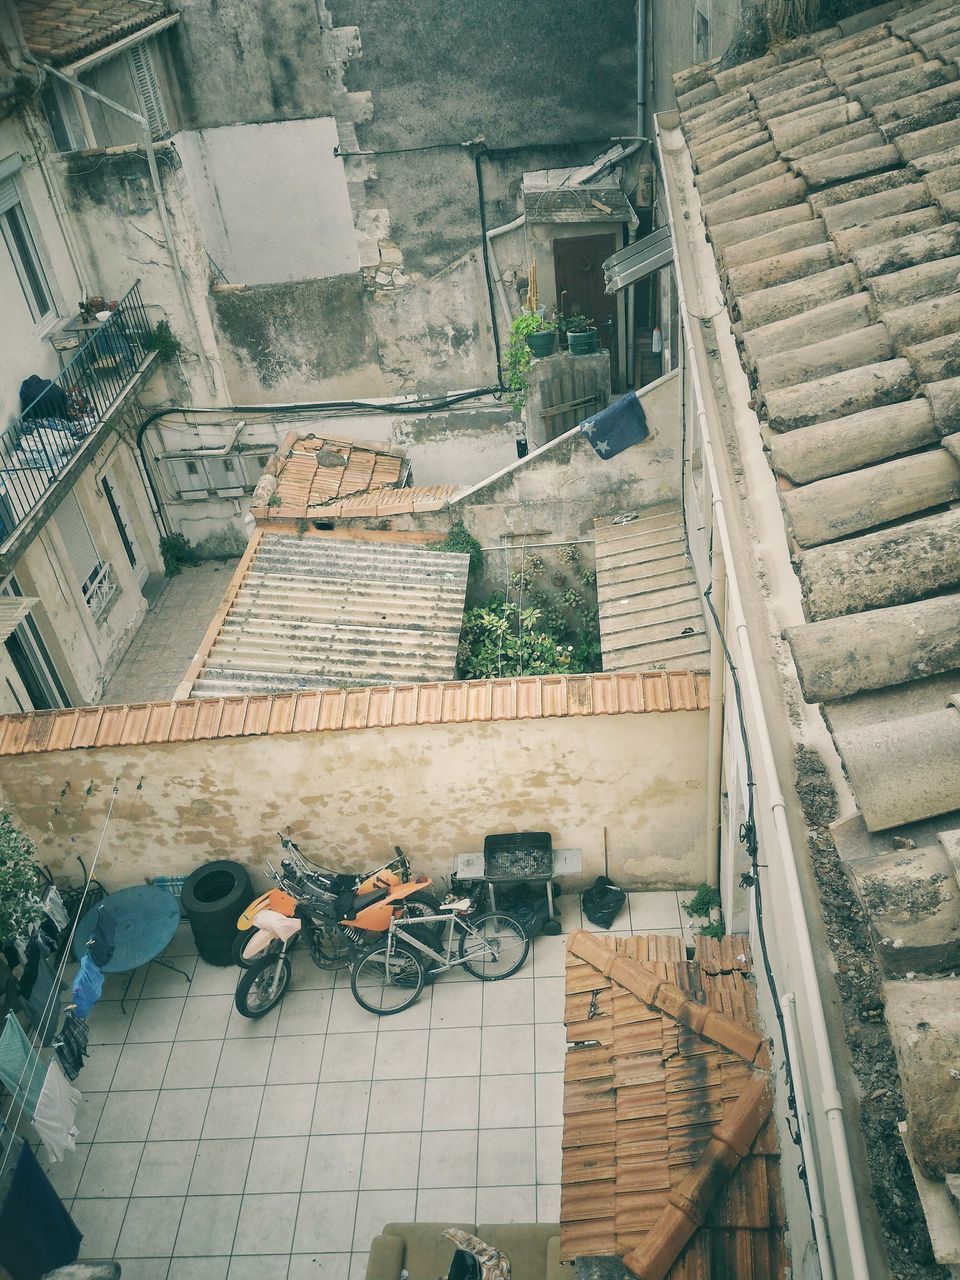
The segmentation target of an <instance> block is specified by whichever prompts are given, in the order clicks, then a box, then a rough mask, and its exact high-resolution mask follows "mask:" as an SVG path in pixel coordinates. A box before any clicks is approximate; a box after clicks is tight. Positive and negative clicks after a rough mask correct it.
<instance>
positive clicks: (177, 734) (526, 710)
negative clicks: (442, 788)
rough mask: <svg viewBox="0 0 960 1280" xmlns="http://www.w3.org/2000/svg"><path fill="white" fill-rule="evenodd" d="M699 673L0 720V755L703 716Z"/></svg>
mask: <svg viewBox="0 0 960 1280" xmlns="http://www.w3.org/2000/svg"><path fill="white" fill-rule="evenodd" d="M709 705H710V695H709V684H708V680H707V677H705V676H700V675H694V673H692V672H689V671H664V672H653V673H649V675H632V676H608V675H603V676H522V677H520V678H515V680H471V681H451V682H449V684H439V685H438V684H425V685H387V686H380V687H375V689H325V690H312V691H306V692H296V694H275V695H270V694H266V695H262V696H256V698H209V699H202V698H196V699H193V698H192V699H189V700H184V701H169V703H140V704H136V705H129V707H125V705H124V707H79V708H72V709H69V710H60V712H29V713H27V714H23V716H0V755H31V754H33V753H37V751H69V750H77V749H79V748H97V749H100V748H110V746H141V745H145V744H154V742H195V741H204V740H206V739H216V737H260V736H265V735H273V733H316V732H339V731H342V730H356V728H396V727H399V726H406V724H481V723H489V722H490V721H517V719H549V718H552V717H554V716H561V717H562V716H625V714H645V713H658V712H659V713H669V712H705V710H707V709H708V708H709Z"/></svg>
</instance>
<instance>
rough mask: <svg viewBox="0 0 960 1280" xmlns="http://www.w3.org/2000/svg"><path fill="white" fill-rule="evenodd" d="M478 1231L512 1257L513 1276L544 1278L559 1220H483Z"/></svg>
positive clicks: (512, 1272)
mask: <svg viewBox="0 0 960 1280" xmlns="http://www.w3.org/2000/svg"><path fill="white" fill-rule="evenodd" d="M476 1234H477V1235H479V1236H480V1239H481V1240H485V1242H486V1243H488V1244H494V1245H495V1247H497V1248H498V1249H499V1251H500V1252H502V1253H503V1254H506V1257H507V1258H509V1271H511V1280H544V1277H545V1275H547V1251H548V1245H549V1243H550V1239H552V1238H553V1236H554V1235H559V1226H558V1225H557V1224H556V1222H481V1224H480V1226H477V1229H476Z"/></svg>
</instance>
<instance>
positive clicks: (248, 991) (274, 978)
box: [233, 956, 291, 1018]
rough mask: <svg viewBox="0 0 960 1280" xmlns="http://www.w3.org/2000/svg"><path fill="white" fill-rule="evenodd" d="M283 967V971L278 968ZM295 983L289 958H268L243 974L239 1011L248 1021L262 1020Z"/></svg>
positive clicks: (260, 961)
mask: <svg viewBox="0 0 960 1280" xmlns="http://www.w3.org/2000/svg"><path fill="white" fill-rule="evenodd" d="M278 964H279V968H278ZM289 984H291V963H289V960H288V959H287V956H283V959H282V960H278V957H276V956H264V957H262V959H261V960H260V961H259V963H256V964H252V965H251V966H250V968H248V969H244V970H243V973H242V974H241V979H239V982H238V983H237V995H236V996H234V998H233V1002H234V1005H236V1006H237V1012H238V1014H242V1015H243V1016H244V1018H262V1016H264V1014H269V1012H270V1010H271V1009H273V1007H274V1005H278V1004H279V1002H280V1001H282V1000H283V993H284V992H285V991H287V988H288V987H289Z"/></svg>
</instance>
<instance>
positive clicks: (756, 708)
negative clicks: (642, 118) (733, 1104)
mask: <svg viewBox="0 0 960 1280" xmlns="http://www.w3.org/2000/svg"><path fill="white" fill-rule="evenodd" d="M657 141H658V147H659V150H660V156H663V150H664V148H663V140H662V136H660V123H659V120H657ZM660 164H663V159H660ZM663 196H664V202H666V206H667V219H668V223H669V229H671V236H672V237H673V243H675V244H677V243H678V237H677V223H676V218H675V211H673V202H672V200H671V192H669V186H668V184H667V183H666V182H664V184H663ZM675 278H676V285H677V297H678V302H680V315H681V317H682V316H686V315H687V314H689V307H687V302H686V294H685V291H684V276H682V271H681V270H680V269H678V265H677V269H676V271H675ZM682 330H684V342H685V347H686V355H687V358H689V361H690V376H691V380H692V385H694V392H695V398H696V403H698V404H700V406H704V404H705V403H707V399H705V397H704V389H703V383H701V380H700V370H699V366H698V364H696V351H695V348H694V342H692V337H691V333H690V326H689V325H687V324H682ZM698 420H699V424H700V433H701V439H703V458H704V466H705V467H707V471H708V474H709V479H710V490H712V493H713V503H712V506H713V520H714V525H716V529H717V532H718V534H719V540H721V547H722V552H723V559H724V564H726V571H727V618H728V627H732V630H733V631H735V632H736V640H737V646H739V649H740V654H741V657H742V660H741V662H740V663H737V669H739V673H740V678H741V681H742V687H744V694H745V709H746V713H748V717H749V718H751V719H753V721H754V732H753V736H751V745H753V750H754V753H755V756H756V759H758V763H759V769H758V771H756V772H758V776H759V777H760V778H764V780H765V783H767V785H765V787H763V786H759V787H758V788H756V803H758V805H763V806H764V808H765V809H767V810H768V812H769V814H771V817H772V820H773V827H774V832H776V841H777V847H776V850H769V854H768V859H769V860H773V858H777V860H778V864H780V865H781V868H782V872H783V876H785V879H786V890H787V895H788V897H790V900H791V902H792V904H794V910H795V913H796V919H797V920H799V922H800V928H797V931H796V951H795V956H796V961H797V964H799V966H800V973H801V978H803V997H804V1002H805V1005H806V1009H808V1012H809V1019H810V1029H812V1032H813V1044H812V1046H810V1051H812V1053H813V1056H814V1057H815V1060H817V1064H818V1068H819V1071H820V1078H822V1082H823V1088H822V1093H820V1097H819V1100H818V1102H819V1106H820V1110H822V1111H823V1114H824V1117H826V1121H827V1128H828V1132H829V1144H831V1153H832V1157H833V1167H835V1171H836V1178H837V1185H838V1190H840V1207H841V1216H842V1219H844V1226H845V1229H846V1244H847V1249H849V1253H850V1263H851V1270H850V1277H851V1280H870V1272H869V1267H868V1263H867V1251H865V1247H864V1239H863V1226H861V1222H860V1212H859V1207H858V1203H856V1189H855V1187H854V1178H852V1171H851V1167H850V1151H849V1149H847V1143H846V1134H845V1132H844V1102H842V1098H841V1097H840V1091H838V1088H837V1078H836V1073H835V1071H833V1055H832V1048H831V1043H829V1034H828V1033H827V1021H826V1016H824V1012H823V1000H822V997H820V986H819V979H818V975H817V964H815V961H814V956H813V946H812V943H810V934H809V932H808V929H806V924H805V915H804V896H803V891H801V888H800V877H799V876H797V870H796V854H795V852H794V844H792V840H791V836H790V824H788V822H787V810H786V801H785V799H783V792H782V788H781V786H780V778H778V774H777V764H776V760H774V755H773V744H772V741H771V735H769V730H768V727H767V719H765V716H764V710H763V699H762V695H760V686H759V681H758V678H756V659H755V657H754V652H753V644H751V641H750V628H749V626H748V622H746V614H745V612H744V604H742V598H741V595H740V584H739V582H737V577H736V570H735V564H736V561H735V559H733V549H732V544H731V538H730V529H728V526H727V516H726V509H724V506H723V498H722V497H721V495H719V493H721V489H719V471H718V467H717V458H716V454H714V452H713V439H712V435H710V424H709V421H708V419H707V412H705V410H704V408H703V407H701V408H699V410H698ZM801 1064H803V1056H801V1057H800V1059H797V1060H795V1064H794V1066H795V1074H800V1069H801ZM801 1137H803V1134H801ZM804 1166H805V1169H806V1175H808V1179H809V1180H810V1185H812V1187H813V1184H814V1183H815V1181H817V1180H818V1178H819V1170H818V1166H817V1158H815V1152H814V1151H813V1149H812V1148H810V1147H804ZM818 1194H819V1183H818ZM820 1199H822V1197H820ZM820 1266H822V1267H824V1266H829V1262H828V1261H826V1260H820Z"/></svg>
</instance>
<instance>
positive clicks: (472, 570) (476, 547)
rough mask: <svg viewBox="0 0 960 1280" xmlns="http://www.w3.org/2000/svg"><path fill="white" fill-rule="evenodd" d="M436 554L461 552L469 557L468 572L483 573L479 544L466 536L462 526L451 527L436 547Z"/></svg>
mask: <svg viewBox="0 0 960 1280" xmlns="http://www.w3.org/2000/svg"><path fill="white" fill-rule="evenodd" d="M436 550H438V552H461V553H462V554H465V556H468V557H470V572H471V573H477V575H479V573H483V571H484V553H483V549H481V547H480V543H479V541H477V540H476V538H474V535H472V534H468V532H467V530H466V527H465V526H463V525H462V524H458V525H453V527H452V529H451V531H449V532H448V534H447V536H445V538H444V540H443V541H442V543H438V545H436Z"/></svg>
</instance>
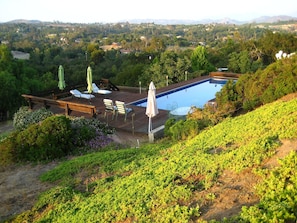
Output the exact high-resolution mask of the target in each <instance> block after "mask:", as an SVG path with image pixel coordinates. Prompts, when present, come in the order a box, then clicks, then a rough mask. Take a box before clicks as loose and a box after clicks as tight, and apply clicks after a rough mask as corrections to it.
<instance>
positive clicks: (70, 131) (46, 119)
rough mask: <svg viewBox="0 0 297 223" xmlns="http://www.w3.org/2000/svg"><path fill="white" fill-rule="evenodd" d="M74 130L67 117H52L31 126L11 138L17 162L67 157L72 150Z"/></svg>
mask: <svg viewBox="0 0 297 223" xmlns="http://www.w3.org/2000/svg"><path fill="white" fill-rule="evenodd" d="M71 138H72V129H71V125H70V120H69V119H68V118H66V117H65V116H51V117H49V118H47V119H45V120H44V121H43V122H41V123H40V124H39V123H35V124H31V125H30V126H29V127H28V128H26V129H25V130H23V131H18V132H15V133H14V137H12V138H11V140H12V146H13V149H14V152H15V156H16V159H17V160H29V161H40V160H51V159H55V158H60V157H63V156H65V155H67V154H68V153H69V152H70V151H71V149H72V143H71Z"/></svg>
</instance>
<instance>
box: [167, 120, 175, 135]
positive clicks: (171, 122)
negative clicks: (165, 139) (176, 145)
mask: <svg viewBox="0 0 297 223" xmlns="http://www.w3.org/2000/svg"><path fill="white" fill-rule="evenodd" d="M175 123H176V119H174V118H169V119H167V121H166V122H165V128H164V135H165V136H169V137H170V136H172V133H171V132H170V127H171V126H173V125H174V124H175Z"/></svg>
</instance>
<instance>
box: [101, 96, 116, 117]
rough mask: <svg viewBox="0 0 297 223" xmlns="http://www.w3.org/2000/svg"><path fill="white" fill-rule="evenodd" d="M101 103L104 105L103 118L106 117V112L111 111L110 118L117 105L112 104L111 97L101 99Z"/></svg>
mask: <svg viewBox="0 0 297 223" xmlns="http://www.w3.org/2000/svg"><path fill="white" fill-rule="evenodd" d="M103 103H104V105H105V113H104V118H106V115H107V112H110V113H112V120H113V118H114V116H115V114H116V112H117V107H116V106H114V104H113V101H112V100H111V99H106V98H105V99H103Z"/></svg>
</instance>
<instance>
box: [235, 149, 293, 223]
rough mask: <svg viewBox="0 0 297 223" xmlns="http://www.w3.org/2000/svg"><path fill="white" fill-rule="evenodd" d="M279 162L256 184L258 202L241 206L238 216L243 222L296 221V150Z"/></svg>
mask: <svg viewBox="0 0 297 223" xmlns="http://www.w3.org/2000/svg"><path fill="white" fill-rule="evenodd" d="M279 163H280V164H281V165H280V167H277V168H275V169H274V170H273V171H272V172H269V174H268V176H267V178H266V179H265V180H264V181H263V182H262V183H260V184H259V185H258V186H257V191H258V194H259V195H260V197H261V201H260V203H259V204H257V205H255V206H251V207H249V208H248V207H243V209H242V213H241V215H240V217H241V219H243V220H244V221H245V222H296V219H297V212H296V206H297V205H296V196H297V177H296V172H297V154H296V152H291V153H290V154H289V155H288V156H287V157H285V158H284V159H283V160H280V161H279Z"/></svg>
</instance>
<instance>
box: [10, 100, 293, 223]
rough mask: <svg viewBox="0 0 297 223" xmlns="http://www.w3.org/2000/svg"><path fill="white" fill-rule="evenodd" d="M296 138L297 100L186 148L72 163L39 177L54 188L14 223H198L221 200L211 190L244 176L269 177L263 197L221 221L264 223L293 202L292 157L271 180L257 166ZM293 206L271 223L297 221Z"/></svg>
mask: <svg viewBox="0 0 297 223" xmlns="http://www.w3.org/2000/svg"><path fill="white" fill-rule="evenodd" d="M296 137H297V99H295V98H293V99H292V100H279V101H276V102H274V103H271V104H267V105H265V106H262V107H260V108H258V109H256V110H255V111H253V112H250V113H247V114H245V115H242V116H239V117H236V118H229V119H226V120H225V121H223V122H222V123H220V124H218V125H216V126H214V127H212V128H209V129H207V130H205V131H203V132H202V133H200V134H199V135H197V136H196V137H195V138H193V139H191V140H188V141H184V142H179V143H176V144H172V143H169V142H167V141H165V140H162V141H159V142H158V143H155V144H148V145H144V146H142V147H141V148H139V149H135V148H131V149H125V150H113V151H105V152H98V153H93V154H89V155H85V156H81V157H77V158H74V159H72V160H70V161H66V162H63V163H62V164H60V165H59V166H58V167H57V168H55V169H54V170H52V171H49V172H47V173H46V174H44V175H43V176H42V180H43V181H50V182H54V183H55V184H56V185H58V186H56V187H54V188H52V189H51V190H50V191H47V192H46V193H44V194H43V195H42V196H41V197H40V199H39V201H38V202H37V203H36V204H35V206H34V207H33V208H32V210H30V211H27V212H25V213H23V214H22V215H19V216H18V217H17V218H16V219H14V222H21V221H22V220H29V221H31V222H166V223H167V222H202V221H203V219H206V218H204V216H205V212H206V208H207V205H208V204H210V203H215V202H216V201H217V200H218V199H220V198H219V197H218V196H217V194H216V193H213V192H212V191H213V189H214V188H215V187H220V186H225V187H226V185H220V184H221V179H222V178H224V176H225V175H224V174H226V172H227V171H228V172H232V173H234V174H238V176H239V174H241V173H243V172H245V171H249V172H250V173H251V174H254V177H255V179H260V181H263V179H264V178H266V184H262V186H261V187H259V188H260V189H259V191H260V192H259V191H257V190H253V191H250V193H251V196H254V197H257V199H258V200H257V203H256V204H255V206H253V207H251V208H247V207H246V208H244V211H243V212H242V213H241V214H240V213H239V212H238V215H237V216H235V217H233V218H229V220H227V219H225V222H228V221H229V222H269V218H267V216H268V214H267V213H263V215H267V216H266V219H265V218H262V216H263V215H261V213H262V211H263V210H267V212H273V211H271V210H268V208H267V209H265V208H266V207H268V206H271V205H272V204H273V205H272V206H274V207H278V206H277V205H280V203H282V202H283V200H285V199H286V198H288V197H291V198H292V197H294V196H295V197H296V194H297V193H296V184H297V183H296V181H297V180H295V179H291V177H292V176H294V175H295V174H294V173H295V172H293V171H295V169H294V168H295V166H296V165H295V163H294V161H295V160H297V158H296V155H295V154H291V155H290V159H289V161H286V162H284V163H286V165H285V167H286V171H283V170H282V169H278V171H279V172H278V174H274V175H273V173H276V172H273V171H267V170H266V168H265V167H264V166H263V165H262V164H263V161H265V160H266V159H267V158H269V157H271V156H273V155H274V154H275V153H276V149H277V148H279V147H280V145H281V144H282V140H284V139H289V140H293V139H296ZM288 163H289V164H290V163H291V164H292V163H294V164H292V165H288ZM278 168H280V167H278ZM288 168H290V169H289V170H288ZM282 171H283V172H282ZM270 172H271V173H272V176H270ZM280 172H281V173H282V174H280ZM256 173H257V174H256ZM276 176H281V178H282V179H290V180H291V181H290V182H291V184H290V193H288V194H290V195H288V194H287V195H288V196H286V195H285V196H283V195H279V196H278V192H279V191H281V190H279V188H278V190H275V187H276V186H278V187H281V186H280V185H278V184H277V183H273V182H275V181H276V180H277V182H278V181H279V180H278V179H277V177H276ZM269 179H272V180H271V182H270V181H269ZM255 181H256V180H255ZM274 185H275V186H274ZM229 186H230V187H231V186H232V185H229ZM269 191H274V193H273V194H274V197H273V198H272V196H270V198H269V199H266V200H265V202H264V203H261V202H262V199H265V192H269ZM279 197H282V199H278V198H279ZM291 198H290V199H291ZM290 201H291V202H288V204H287V206H286V207H283V209H284V211H283V212H281V213H278V214H275V216H277V217H276V219H278V220H279V219H285V220H288V219H290V220H292V219H294V218H295V216H297V215H296V213H294V212H293V211H290V210H294V207H295V206H296V205H295V202H294V199H293V198H292V199H291V200H290ZM257 205H261V207H260V208H259V206H257ZM292 206H293V207H292ZM290 208H292V209H290ZM283 209H282V210H283ZM295 209H296V208H295ZM276 210H279V208H276ZM286 210H287V212H288V213H287V212H286ZM256 214H257V216H256ZM271 216H272V219H273V216H274V213H272V214H271ZM208 219H211V217H210V218H208ZM234 219H236V220H234ZM259 219H262V220H259ZM217 220H222V219H218V218H217ZM295 220H296V219H295ZM205 221H206V220H205ZM280 221H281V220H280ZM274 222H278V221H274Z"/></svg>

•••

PROBLEM TO WORK ON: Please count the lines in the listing above that contain the string "order", treating case as significant, and reply with the number alone.

OUTPUT FOR THIS TASK: 2